== ASSIGNMENT ==
In your copy, leave out the pictures and repeat every record exactly.

Start of PROVIDED RECORDS

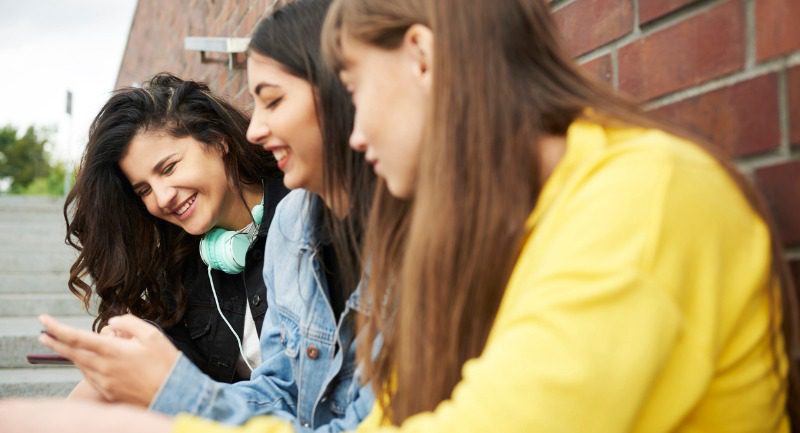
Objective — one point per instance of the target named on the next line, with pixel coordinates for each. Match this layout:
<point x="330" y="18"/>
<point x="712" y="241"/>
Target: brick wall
<point x="155" y="42"/>
<point x="728" y="69"/>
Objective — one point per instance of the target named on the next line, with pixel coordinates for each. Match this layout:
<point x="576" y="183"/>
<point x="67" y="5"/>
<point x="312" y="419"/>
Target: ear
<point x="418" y="48"/>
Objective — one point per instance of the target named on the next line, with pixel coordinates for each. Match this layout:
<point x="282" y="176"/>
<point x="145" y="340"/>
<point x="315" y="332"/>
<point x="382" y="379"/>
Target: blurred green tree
<point x="24" y="160"/>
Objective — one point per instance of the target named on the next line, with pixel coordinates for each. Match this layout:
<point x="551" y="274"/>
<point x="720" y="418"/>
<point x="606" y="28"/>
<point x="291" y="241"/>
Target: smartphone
<point x="48" y="359"/>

End of PROVIDED RECORDS

== FINISHED TASK ==
Objective — one point per instance of the target named on the next line, with pixel coordinates for each. Match this layout:
<point x="330" y="18"/>
<point x="712" y="241"/>
Target: brick wall
<point x="155" y="42"/>
<point x="728" y="69"/>
Objective — one point per instance of the target named on the next line, with pixel coordinates for each. Match this layout:
<point x="576" y="183"/>
<point x="67" y="5"/>
<point x="312" y="419"/>
Target: ear
<point x="418" y="48"/>
Objective — one point per instance of the target named on the next line, with pixel coordinates for each. Match this layout:
<point x="282" y="176"/>
<point x="145" y="340"/>
<point x="315" y="332"/>
<point x="382" y="379"/>
Target: blurred green tree
<point x="24" y="160"/>
Objective — one point per instance of the target named on the next line, with pixel coordinates for each. Match this layout:
<point x="551" y="274"/>
<point x="720" y="418"/>
<point x="606" y="28"/>
<point x="291" y="241"/>
Target: smartphone
<point x="48" y="359"/>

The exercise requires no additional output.